Starting at the line that contains "the guitar bridge", restate each line word for word through the final line of the data, keeping both ends.
SOURCE MATERIAL Block Start
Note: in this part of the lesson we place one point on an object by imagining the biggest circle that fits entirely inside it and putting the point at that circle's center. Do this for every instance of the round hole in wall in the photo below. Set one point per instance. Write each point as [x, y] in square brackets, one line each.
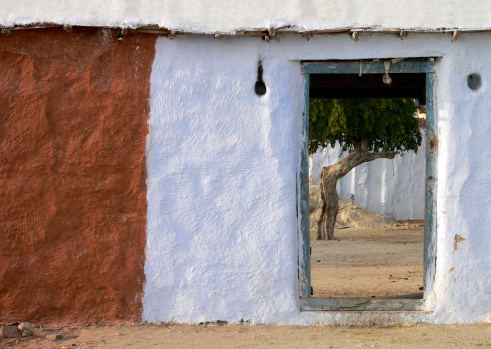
[260, 88]
[474, 81]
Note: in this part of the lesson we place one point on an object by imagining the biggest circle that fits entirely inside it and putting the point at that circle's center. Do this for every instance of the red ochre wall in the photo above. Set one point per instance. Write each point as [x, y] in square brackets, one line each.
[73, 124]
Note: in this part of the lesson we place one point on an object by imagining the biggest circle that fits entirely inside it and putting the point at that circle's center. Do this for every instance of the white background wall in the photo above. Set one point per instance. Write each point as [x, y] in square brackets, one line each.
[222, 236]
[227, 16]
[394, 188]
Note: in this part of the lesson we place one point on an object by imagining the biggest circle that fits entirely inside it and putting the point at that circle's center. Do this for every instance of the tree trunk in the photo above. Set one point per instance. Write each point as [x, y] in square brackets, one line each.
[329, 179]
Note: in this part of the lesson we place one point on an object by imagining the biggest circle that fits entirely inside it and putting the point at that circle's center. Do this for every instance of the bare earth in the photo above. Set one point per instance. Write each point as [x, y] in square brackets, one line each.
[259, 336]
[369, 262]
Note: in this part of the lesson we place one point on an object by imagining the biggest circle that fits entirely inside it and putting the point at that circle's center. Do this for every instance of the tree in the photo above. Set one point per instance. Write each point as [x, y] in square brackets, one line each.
[368, 129]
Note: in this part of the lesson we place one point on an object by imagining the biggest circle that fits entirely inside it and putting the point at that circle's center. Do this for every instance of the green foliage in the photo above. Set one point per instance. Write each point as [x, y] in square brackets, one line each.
[385, 124]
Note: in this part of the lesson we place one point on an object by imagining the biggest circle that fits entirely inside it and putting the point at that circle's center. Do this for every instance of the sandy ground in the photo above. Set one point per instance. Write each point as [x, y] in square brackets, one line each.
[259, 336]
[372, 262]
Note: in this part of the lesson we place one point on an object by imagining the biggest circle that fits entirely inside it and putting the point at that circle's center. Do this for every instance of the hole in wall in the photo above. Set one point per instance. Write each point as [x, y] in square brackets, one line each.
[260, 86]
[474, 81]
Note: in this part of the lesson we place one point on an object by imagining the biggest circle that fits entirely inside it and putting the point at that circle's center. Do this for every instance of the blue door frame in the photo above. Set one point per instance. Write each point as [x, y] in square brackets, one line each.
[368, 303]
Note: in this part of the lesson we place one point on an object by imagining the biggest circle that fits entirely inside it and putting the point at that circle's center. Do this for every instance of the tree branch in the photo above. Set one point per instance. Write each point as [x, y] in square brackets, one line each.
[353, 159]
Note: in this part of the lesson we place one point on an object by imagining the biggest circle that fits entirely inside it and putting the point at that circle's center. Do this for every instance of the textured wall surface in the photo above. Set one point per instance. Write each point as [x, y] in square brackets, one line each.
[73, 122]
[394, 188]
[222, 235]
[228, 16]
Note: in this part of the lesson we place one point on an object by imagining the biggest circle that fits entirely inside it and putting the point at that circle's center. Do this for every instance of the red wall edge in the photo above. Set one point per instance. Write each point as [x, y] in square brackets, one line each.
[73, 125]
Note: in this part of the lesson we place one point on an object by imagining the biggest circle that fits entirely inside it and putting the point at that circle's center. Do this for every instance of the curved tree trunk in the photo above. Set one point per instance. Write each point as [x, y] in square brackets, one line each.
[329, 179]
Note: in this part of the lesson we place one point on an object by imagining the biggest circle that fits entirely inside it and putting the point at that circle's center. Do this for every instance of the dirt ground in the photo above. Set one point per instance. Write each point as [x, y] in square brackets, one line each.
[258, 336]
[370, 262]
[372, 256]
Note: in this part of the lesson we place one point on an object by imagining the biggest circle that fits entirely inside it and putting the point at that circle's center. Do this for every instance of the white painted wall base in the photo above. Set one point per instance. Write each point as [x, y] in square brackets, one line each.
[222, 236]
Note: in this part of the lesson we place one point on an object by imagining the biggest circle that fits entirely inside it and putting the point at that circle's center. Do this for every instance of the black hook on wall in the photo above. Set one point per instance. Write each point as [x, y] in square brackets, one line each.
[260, 86]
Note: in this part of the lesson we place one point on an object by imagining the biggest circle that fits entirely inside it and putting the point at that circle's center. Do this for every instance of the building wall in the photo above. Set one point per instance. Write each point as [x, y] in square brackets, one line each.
[230, 16]
[193, 216]
[222, 234]
[73, 122]
[394, 188]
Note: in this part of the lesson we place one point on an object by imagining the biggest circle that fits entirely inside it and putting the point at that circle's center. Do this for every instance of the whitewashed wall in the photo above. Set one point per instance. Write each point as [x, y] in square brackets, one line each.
[394, 188]
[222, 162]
[228, 16]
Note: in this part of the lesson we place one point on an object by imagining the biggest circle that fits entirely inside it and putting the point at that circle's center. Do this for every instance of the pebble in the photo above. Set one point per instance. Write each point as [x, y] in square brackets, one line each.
[26, 329]
[54, 336]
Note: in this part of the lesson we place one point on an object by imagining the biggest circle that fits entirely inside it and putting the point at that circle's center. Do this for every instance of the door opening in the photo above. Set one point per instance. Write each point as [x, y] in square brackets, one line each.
[380, 267]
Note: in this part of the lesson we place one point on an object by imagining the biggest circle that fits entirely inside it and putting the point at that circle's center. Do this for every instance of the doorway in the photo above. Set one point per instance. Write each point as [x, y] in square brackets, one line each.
[412, 78]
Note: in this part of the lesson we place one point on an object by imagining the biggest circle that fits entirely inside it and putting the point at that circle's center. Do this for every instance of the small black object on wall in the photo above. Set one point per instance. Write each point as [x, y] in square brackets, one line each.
[474, 81]
[260, 87]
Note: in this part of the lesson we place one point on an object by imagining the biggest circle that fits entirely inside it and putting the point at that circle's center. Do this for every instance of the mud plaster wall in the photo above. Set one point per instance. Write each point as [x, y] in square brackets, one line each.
[222, 239]
[394, 188]
[73, 122]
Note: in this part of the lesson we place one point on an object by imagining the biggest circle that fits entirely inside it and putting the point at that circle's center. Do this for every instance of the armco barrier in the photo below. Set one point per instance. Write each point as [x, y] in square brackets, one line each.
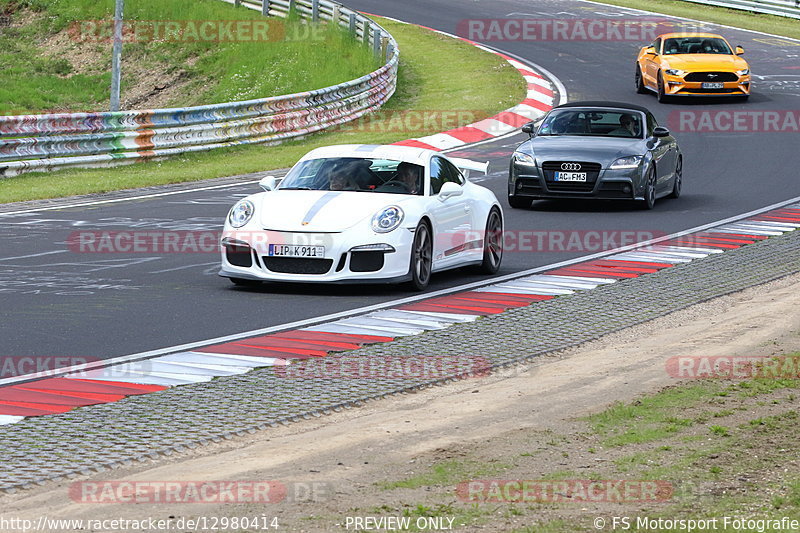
[45, 142]
[782, 8]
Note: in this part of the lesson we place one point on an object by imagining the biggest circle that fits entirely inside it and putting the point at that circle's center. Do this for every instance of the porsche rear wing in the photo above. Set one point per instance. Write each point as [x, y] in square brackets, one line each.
[465, 165]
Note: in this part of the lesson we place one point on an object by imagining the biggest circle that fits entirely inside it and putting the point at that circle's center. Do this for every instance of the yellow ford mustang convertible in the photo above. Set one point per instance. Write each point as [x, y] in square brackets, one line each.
[696, 64]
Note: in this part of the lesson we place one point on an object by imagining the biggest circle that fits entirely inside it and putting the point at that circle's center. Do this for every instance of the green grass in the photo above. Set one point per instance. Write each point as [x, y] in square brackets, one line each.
[38, 77]
[483, 85]
[720, 15]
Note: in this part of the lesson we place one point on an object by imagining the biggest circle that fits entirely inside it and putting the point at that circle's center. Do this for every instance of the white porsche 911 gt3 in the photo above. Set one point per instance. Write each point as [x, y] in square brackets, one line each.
[364, 213]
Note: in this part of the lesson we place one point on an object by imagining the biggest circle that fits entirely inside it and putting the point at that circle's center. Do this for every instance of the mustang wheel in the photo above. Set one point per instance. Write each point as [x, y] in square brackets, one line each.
[676, 187]
[519, 202]
[421, 257]
[650, 189]
[662, 96]
[492, 243]
[640, 88]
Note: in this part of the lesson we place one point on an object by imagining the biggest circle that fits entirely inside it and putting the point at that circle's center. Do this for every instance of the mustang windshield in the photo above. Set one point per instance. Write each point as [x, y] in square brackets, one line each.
[355, 174]
[594, 122]
[696, 45]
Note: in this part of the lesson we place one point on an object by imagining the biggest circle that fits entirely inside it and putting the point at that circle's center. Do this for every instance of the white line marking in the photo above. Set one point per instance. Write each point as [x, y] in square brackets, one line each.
[33, 255]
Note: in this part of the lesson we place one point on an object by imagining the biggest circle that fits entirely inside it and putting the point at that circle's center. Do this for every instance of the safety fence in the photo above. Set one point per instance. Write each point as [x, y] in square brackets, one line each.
[782, 8]
[46, 142]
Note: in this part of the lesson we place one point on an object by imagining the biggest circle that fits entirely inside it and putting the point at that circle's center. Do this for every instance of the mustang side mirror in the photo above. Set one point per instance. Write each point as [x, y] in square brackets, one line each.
[659, 131]
[529, 128]
[450, 189]
[268, 183]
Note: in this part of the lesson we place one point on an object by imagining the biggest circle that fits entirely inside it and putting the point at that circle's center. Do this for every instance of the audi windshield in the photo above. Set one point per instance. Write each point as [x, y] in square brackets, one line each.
[598, 123]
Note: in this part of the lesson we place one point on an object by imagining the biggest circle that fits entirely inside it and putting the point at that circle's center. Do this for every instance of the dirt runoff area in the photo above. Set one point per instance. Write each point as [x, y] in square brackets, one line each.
[600, 431]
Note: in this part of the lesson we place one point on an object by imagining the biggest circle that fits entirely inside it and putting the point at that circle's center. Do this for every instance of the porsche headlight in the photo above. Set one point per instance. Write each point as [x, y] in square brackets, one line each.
[520, 157]
[631, 161]
[241, 213]
[387, 219]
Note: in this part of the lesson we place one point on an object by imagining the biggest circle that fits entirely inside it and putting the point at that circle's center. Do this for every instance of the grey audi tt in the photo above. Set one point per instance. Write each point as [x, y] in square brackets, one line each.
[602, 150]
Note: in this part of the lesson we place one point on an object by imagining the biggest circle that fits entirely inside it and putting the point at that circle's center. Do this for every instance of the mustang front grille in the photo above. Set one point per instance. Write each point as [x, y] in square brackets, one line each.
[711, 76]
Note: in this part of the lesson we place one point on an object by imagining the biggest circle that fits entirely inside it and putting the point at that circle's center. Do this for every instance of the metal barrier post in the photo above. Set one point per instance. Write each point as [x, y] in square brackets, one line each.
[376, 42]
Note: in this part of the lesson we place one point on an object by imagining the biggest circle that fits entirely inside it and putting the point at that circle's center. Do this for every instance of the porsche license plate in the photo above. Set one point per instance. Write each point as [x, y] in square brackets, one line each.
[295, 250]
[570, 176]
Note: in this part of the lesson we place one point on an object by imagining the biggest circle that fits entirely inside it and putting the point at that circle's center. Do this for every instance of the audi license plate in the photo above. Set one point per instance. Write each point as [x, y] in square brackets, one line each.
[570, 176]
[293, 250]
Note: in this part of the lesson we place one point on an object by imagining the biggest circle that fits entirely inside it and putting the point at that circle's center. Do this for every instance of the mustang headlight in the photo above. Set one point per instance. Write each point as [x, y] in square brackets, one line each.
[241, 213]
[387, 219]
[631, 161]
[520, 157]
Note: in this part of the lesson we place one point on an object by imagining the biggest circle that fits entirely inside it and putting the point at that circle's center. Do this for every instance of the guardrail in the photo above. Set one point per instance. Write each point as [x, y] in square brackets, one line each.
[46, 142]
[782, 8]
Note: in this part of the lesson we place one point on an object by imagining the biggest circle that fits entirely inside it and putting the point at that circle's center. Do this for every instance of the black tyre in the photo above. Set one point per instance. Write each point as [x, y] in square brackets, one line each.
[662, 96]
[519, 202]
[678, 183]
[421, 257]
[639, 82]
[650, 189]
[492, 243]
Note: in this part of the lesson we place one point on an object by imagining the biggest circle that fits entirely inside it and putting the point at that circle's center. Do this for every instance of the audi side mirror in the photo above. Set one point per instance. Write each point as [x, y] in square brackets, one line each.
[268, 183]
[660, 131]
[529, 128]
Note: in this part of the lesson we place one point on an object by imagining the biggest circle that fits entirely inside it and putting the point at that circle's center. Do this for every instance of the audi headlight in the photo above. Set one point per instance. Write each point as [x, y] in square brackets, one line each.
[387, 219]
[241, 213]
[631, 161]
[520, 157]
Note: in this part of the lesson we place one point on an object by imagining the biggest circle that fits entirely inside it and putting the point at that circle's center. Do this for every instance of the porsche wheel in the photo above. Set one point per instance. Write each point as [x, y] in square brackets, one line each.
[639, 82]
[519, 202]
[678, 183]
[650, 189]
[421, 257]
[492, 243]
[662, 96]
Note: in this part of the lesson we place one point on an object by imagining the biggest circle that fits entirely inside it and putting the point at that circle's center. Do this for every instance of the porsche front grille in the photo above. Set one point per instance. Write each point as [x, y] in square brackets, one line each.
[297, 265]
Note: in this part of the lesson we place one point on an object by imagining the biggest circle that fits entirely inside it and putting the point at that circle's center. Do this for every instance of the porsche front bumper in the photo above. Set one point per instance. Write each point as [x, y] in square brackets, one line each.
[349, 257]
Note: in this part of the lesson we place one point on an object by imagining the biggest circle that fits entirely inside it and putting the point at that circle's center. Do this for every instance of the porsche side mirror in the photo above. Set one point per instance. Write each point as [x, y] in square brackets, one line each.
[450, 189]
[660, 131]
[529, 128]
[268, 183]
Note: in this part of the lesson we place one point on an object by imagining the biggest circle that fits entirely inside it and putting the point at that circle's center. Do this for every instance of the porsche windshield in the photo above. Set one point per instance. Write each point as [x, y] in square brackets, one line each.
[594, 122]
[696, 45]
[355, 174]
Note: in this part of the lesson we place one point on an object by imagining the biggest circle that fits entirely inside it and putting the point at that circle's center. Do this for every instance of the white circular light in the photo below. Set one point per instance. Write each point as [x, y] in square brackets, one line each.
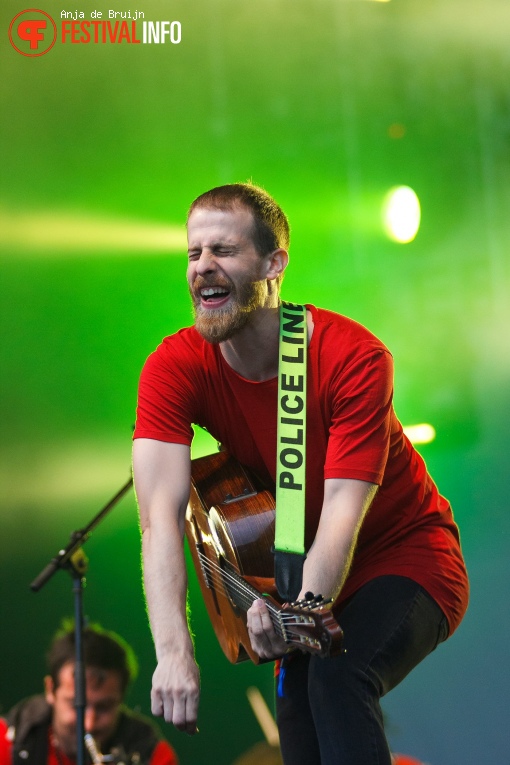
[401, 214]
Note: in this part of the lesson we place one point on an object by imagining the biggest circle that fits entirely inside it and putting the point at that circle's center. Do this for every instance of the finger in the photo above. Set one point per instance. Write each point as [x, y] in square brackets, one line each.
[185, 714]
[156, 703]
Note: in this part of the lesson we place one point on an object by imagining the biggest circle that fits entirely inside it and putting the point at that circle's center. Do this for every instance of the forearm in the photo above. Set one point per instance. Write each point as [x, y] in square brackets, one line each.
[165, 584]
[329, 559]
[162, 476]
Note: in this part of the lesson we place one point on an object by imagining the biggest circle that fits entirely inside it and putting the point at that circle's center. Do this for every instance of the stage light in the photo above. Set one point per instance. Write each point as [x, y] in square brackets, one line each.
[420, 434]
[401, 214]
[59, 233]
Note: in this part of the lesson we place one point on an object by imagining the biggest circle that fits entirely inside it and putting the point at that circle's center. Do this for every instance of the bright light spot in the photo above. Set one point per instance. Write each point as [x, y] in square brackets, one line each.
[420, 434]
[59, 233]
[401, 214]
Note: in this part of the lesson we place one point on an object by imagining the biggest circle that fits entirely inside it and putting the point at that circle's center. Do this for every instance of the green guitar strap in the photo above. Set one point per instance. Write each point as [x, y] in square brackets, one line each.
[291, 452]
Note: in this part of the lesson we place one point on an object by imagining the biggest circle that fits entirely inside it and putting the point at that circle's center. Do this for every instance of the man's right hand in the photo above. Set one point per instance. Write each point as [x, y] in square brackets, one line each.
[176, 691]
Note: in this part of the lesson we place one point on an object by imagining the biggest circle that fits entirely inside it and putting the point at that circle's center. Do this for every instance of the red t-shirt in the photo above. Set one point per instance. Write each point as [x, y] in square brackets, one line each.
[352, 432]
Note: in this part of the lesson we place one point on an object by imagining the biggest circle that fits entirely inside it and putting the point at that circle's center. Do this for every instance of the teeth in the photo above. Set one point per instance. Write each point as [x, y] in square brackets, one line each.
[209, 291]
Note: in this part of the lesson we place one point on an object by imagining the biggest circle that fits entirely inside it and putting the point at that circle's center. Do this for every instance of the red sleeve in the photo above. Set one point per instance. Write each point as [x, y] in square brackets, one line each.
[163, 754]
[165, 396]
[5, 744]
[362, 418]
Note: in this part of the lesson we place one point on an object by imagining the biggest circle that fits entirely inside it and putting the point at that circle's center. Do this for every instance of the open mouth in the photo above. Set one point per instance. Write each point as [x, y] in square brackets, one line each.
[214, 296]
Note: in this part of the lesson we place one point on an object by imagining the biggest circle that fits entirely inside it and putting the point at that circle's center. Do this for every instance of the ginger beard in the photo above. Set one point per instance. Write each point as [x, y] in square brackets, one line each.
[219, 324]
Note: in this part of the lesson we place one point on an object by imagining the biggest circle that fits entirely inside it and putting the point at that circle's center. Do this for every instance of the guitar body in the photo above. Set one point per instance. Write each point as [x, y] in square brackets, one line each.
[230, 522]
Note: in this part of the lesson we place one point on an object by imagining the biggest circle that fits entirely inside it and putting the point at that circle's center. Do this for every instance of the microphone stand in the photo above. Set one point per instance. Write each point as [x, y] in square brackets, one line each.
[73, 559]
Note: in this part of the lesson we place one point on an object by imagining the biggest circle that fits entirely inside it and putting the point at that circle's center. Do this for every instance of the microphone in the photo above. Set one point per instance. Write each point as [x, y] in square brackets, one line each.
[95, 754]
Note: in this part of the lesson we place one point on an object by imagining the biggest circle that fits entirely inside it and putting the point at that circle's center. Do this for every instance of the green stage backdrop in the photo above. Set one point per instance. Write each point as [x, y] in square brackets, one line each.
[328, 104]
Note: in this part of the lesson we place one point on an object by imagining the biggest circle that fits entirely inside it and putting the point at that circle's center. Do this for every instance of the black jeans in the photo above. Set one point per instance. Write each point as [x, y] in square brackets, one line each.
[330, 712]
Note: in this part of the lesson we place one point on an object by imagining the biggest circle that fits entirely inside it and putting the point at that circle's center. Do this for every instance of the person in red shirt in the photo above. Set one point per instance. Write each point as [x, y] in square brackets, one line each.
[381, 541]
[42, 729]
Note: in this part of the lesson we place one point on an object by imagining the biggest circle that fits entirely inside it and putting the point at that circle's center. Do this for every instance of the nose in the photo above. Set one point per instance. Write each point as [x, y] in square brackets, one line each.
[206, 262]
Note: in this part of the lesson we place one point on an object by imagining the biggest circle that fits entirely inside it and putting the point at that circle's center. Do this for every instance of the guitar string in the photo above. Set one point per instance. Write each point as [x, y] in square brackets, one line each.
[247, 595]
[283, 629]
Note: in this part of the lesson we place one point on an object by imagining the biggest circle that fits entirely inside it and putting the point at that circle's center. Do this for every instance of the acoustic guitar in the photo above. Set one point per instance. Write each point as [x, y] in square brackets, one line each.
[230, 530]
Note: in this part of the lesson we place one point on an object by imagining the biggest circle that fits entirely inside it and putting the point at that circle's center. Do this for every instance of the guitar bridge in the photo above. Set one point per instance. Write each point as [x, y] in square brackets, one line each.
[244, 495]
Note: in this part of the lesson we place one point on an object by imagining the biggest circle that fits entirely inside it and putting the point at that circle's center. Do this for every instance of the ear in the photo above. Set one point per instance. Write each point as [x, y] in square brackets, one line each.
SOURCE MATERIAL Block End
### [REPLY]
Note: in this part of the lesson we place one point on an object by imagining the biggest circle that fits entirely inside it and putting the point at that circle's center. Do this for every instance of the guitar bridge in the photo above. Set one point per instance. Write each point as [x, y] in square brackets, one line each.
[244, 495]
Note: in this part of the lesson we place one point on an object by imagining the biggest circle that fits entirely inside it and putting the point at that circle's center. Do this for every instance of the ear in the photo above. Set one point per instance. Write each point as [x, y] in square brackets, one line each.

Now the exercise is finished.